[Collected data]
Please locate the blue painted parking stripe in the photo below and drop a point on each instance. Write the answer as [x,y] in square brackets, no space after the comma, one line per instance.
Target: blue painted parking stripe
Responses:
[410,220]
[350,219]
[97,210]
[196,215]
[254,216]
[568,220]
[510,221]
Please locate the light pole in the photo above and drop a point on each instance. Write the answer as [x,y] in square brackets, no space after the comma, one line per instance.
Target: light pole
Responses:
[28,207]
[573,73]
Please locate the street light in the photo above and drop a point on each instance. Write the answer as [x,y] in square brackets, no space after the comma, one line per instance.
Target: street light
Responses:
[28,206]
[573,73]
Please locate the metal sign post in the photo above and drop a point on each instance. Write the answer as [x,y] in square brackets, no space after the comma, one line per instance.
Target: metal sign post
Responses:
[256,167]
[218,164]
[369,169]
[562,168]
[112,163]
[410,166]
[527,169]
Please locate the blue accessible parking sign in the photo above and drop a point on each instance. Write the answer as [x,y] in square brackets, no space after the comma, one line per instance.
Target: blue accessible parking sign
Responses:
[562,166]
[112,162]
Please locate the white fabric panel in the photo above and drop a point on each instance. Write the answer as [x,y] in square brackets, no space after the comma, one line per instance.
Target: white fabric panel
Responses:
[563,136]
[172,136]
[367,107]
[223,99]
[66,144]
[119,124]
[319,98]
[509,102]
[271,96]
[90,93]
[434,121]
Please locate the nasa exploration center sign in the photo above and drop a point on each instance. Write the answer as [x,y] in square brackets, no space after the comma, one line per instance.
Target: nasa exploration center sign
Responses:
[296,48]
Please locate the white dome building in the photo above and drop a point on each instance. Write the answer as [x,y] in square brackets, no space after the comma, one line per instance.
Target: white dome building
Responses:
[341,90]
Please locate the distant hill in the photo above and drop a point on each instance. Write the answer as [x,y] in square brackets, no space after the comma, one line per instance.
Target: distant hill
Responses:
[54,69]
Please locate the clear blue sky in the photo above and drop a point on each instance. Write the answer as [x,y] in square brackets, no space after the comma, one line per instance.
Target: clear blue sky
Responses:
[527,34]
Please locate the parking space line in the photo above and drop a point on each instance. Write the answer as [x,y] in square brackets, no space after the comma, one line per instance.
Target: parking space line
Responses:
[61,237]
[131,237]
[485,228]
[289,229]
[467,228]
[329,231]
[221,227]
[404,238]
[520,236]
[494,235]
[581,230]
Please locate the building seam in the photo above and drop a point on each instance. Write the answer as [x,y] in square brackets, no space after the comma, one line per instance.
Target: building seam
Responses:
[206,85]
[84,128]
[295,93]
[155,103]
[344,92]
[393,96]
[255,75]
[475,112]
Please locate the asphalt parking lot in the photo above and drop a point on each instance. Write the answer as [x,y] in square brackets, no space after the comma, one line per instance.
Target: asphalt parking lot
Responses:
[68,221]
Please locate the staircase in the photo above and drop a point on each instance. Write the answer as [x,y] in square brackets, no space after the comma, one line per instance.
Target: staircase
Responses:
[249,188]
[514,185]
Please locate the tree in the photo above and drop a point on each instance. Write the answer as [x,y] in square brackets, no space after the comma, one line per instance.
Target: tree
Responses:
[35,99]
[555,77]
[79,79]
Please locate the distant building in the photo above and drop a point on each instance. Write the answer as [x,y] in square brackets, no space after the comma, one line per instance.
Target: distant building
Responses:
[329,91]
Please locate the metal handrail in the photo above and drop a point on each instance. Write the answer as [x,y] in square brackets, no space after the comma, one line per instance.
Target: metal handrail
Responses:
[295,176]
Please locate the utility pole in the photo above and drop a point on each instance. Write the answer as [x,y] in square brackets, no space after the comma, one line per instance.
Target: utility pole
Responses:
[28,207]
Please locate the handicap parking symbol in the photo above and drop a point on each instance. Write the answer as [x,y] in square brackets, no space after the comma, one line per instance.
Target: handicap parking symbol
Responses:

*WHAT IS NEEDED*: Line by line, retype all of the records exactly.

*RESPONSE TO THIS EXERCISE*:
Please locate the blue painted parking stripe in the photo below and drop a point on each instance. Write the answer as [x,y] in square brackets, no space after the comma, one line per instance.
Target: blue painted parking stripe
Responses:
[410,220]
[350,219]
[97,210]
[196,215]
[254,216]
[568,220]
[510,221]
Please locate the light pole in the photo above and drop a point on each instance. Write the answer as [x,y] in square brackets, no space after the comma, one line per instance.
Target: light pole
Responses:
[28,207]
[573,73]
Please locate the street light in the photo above and drop a point on each instance. Write the answer as [x,y] in square brackets, no space after the comma, one line per instance.
Target: street light
Responses:
[28,206]
[573,73]
Please locate the metal sign post in the photo above and drop a point on each instance. Write the answer as [x,y] in square brackets, no space after the comma, one line per instance.
Target: metal sign post
Responses:
[256,167]
[218,164]
[369,169]
[562,168]
[112,163]
[410,166]
[527,169]
Please locate the blue accessible parking sign in the photo above and drop a point on each instance. Write the answer as [x,y] in square brackets, no space after the comma, one line per instance.
Target: blue accessible parking sign
Responses:
[562,166]
[112,162]
Please locate the white fabric panel in the photo above and drop a point on each instance. Write the answer as [x,y] in square brackets, no space after the comma, one line per instance.
Target: white fabric panel
Responses:
[563,136]
[172,136]
[367,107]
[223,99]
[66,144]
[119,124]
[319,98]
[509,102]
[271,96]
[90,93]
[434,121]
Please locate the nasa exploration center sign in the photo above and drop a point on each instance. Write the answer as [x,y] in square brackets, no space after the comma, one line per instance.
Target: nasa exploration center sign
Responses:
[296,48]
Please locate the white dome building in the photo above and drop a point on each instance. Write the answer as [x,y] in square brackets, no space after the comma, one line per instance.
Target: white dome building
Responses:
[341,90]
Please locate the distant hill in the photo above and drop a point on each instance. Write the answer as [x,y] in square brackets, no space after the comma, one line per instance.
Target: distant hill
Responses:
[54,69]
Please locate the clear blue sky in the photo above and drop a point on each instance. Write the answer as [x,y] in square brackets, no space after the comma, one line per instance.
Target: clear blue sky
Responses:
[527,34]
Please locate the parking space line in the photo above and drop a point on each instance. Write the answer as [x,y] in square brackets, no space after the comma, one line per instance.
Target: parking space line
Responses:
[61,237]
[131,237]
[485,228]
[289,229]
[467,228]
[329,231]
[221,227]
[404,238]
[520,236]
[494,235]
[581,230]
Please locate the building seam in the photo above and drop a point on each instance. Write the answer as [x,y] in square brackets, no space after the comma, one line per instance.
Target: building seam
Responses:
[206,85]
[84,128]
[295,93]
[155,103]
[344,92]
[393,96]
[255,75]
[475,112]
Please locate the asphalt parking lot in the photo above and drop a point on each instance. Write the answer as [x,y] in square brackets, no space after the comma, one line per instance.
Target: asphalt parking lot
Responses:
[68,221]
Please locate the staircase in the photo above and drop a point on each instance. Write the answer as [x,y] in square brackets, no space after the comma, one line per instance.
Target: staircase
Responses:
[249,188]
[514,185]
Please locate the tree in the photo above and drop a point on each instance. Write the answer as [x,y] in square brackets, no space after the comma, one line per instance.
Target: tree
Responses:
[35,99]
[555,77]
[79,79]
Please locate the distant building in the photo above and drop a point on each instance. Write the answer as [x,y] in square brackets, no space after the comma, one line per instance.
Target: distant building
Responses:
[329,91]
Please locate the metal handrail in the photo above and drop a point on each instance. Write the answer as [x,y] in square brackets, no space after the comma, one line per instance.
Target: metal handrail
Responses:
[295,176]
Please locate the utility pole in the photo above and drop a point on each instance. Write the answer as [x,y] in square brackets, no space after the comma, one line per instance.
Target: utility pole
Responses:
[28,207]
Please locate the handicap parking symbol in the photo above and drop a point on each instance. Write the answer as [x,y] in square brackets, no space after the comma, one line per instance.
Target: handicap parking symbol
Responses:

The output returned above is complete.